They started evaluating their choices, and homes began to stay on the market much longer. Perhaps the biggest surprise to sellers everywhere was the return of conditional offers.
During the peak of the housing boom, a buyer wouldn’t dream of attaching a condition of sale because it would almost certainly cost them the house. But the real estate market can change in a heartbeat, and we quickly saw a transition from an unprecedented seller’s market to far more balanced conditions.
Fast Forward to Today
A few months and a few interest rate hikes later, we are still feeling the effects. For a few months, the Bank of Canada held the rate steady, and the real estate market picked up slightly as both buyers and sellers began to adjust. We were all sure we’d seen the last of the rate hikes for a while, until they announced another one in June 2023. However, even in the face of uncertainty, people still need to buy and sell for various reasons. And they still need a place to live, regardless of the market. Many real estate experts believe the slowdown simply caused a backlog of pent-up demand.
However, this latest interest hike means all bets are off. It could cause the market to stall again, or it may be business as usual as people adjust to the higher rates.
Expert advice is critical in the current market. Why not schedule a seller’s meeting today? There’s no obligation, and you can book for free right here.
How the New Rates Affect Sellers
Many sellers are reluctant to list their homes now in fear of missing out should conditions pick up again. However, trying to time the market is usually a mistake because no one can predict what will happen. You may be waiting for prices to go up again, but what if it takes another six months or two years?
A better approach is to sell and then buy in the same market. For example, imagine you’re upgrading to a bigger home. Your current property will sell for less than during the housing peak in early 2022. You may feel like you’re losing, but you’re not because your new home will also cost less.
If you decide to sell your home during a slow market, there are still many things you can do to achieve the best results.
- Work with a local real estate agent experienced in all markets who can help you navigate the current conditions.
- Clean, declutter, and stage your home so it shows beautifully and entices buyers.
- Market your listing everywhere potential buyers may be looking. Listing on the MLS®, social media advertising, and even print flyers can help you achieve maximum exposure.
- Above all, price your home strategically for the market. Your real estate agent will help you find the sweet spot that allows you to maximize your sale by attracting the most buyer attention.
What Every Buyer Needs to Know
High interest rates can drive up the cost of mortgages and reduce the amount you qualify for. For many people, especially first-time buyers, this puts the prospect of buying a house off the table for now. But if you have the resources, now is an excellent time.
Lower prices mean you require less for a down payment, which goes a long way toward making your dream home more affordable. If you’re ready, these tips will help you find the right house with the right terms and at the lowest price possible.
- Again, work with a real estate agent who knows the area. They have vast connections with other agents and may have access to unlisted properties you can’t find otherwise.
- Get pre-approved before looking at houses so you can act quickly when the opportunity arises.
- Be prepared for some negotiation, but don’t pay more than you have to. The current market means other listings will be available, so it’s important to know when to walk away.
High-Interest Rates Won’t Last Forever
If you follow real estate news, you may have seen the meme going around, saying, “Marry the house, date the rate.” What does this mean?
As disheartening as ever-rising interest rates may be, they are temporary. However, your house is a long-term investment. Owning real estate continues to be one of the best ways to grow your equity and secure your financial future.

==*==

Questions:
a) Retype the housing market article between "A better approach" and "the best results.", inclusive.
b) In the housing market article, when did the Bank of Canada announce another rate hike?
Rely only on the housing market article.

==*==

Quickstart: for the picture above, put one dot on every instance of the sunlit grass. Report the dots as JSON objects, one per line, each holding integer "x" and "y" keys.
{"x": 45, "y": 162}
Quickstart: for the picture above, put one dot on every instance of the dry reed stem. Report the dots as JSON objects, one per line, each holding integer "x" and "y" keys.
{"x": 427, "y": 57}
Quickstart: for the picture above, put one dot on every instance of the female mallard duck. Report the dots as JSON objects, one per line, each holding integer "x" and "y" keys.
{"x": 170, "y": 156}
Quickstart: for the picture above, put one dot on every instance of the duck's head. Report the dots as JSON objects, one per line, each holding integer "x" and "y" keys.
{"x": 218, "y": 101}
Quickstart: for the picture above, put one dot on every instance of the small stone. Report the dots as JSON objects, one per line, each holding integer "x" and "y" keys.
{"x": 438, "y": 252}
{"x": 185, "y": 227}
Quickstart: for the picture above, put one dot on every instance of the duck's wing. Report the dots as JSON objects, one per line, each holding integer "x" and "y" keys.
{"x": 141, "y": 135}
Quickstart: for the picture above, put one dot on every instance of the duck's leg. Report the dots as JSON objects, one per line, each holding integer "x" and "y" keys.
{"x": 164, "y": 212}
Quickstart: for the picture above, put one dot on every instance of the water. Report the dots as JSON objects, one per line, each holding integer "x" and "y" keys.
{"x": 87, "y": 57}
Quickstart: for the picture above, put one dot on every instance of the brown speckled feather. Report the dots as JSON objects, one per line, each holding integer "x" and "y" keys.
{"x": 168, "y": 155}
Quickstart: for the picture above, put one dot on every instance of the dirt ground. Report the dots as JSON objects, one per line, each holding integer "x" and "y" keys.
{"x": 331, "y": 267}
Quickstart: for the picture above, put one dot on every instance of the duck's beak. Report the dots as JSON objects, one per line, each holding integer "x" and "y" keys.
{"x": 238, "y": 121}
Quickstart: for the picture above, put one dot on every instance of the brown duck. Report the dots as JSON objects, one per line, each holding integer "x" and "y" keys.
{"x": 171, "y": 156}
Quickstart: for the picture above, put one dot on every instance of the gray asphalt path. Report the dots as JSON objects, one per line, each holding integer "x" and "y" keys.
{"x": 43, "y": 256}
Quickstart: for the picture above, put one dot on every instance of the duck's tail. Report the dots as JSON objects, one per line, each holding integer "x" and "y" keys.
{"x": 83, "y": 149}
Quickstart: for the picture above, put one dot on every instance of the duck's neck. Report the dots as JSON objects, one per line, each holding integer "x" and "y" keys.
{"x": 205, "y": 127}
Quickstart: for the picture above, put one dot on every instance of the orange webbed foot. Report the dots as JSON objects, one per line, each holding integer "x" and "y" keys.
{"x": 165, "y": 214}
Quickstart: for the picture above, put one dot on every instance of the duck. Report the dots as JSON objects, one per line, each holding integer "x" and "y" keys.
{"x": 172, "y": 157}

==*==

Solutions below:
a)
A better approach is to sell and then buy in the same market. For example, imagine you’re upgrading to a bigger home. Your current property will sell for less than during the housing peak in early 2022. You may feel like you’re losing, but you’re not because your new home will also cost less.
If you decide to sell your home during a slow market, there are still many things you can do to achieve the best results.

b) June 2023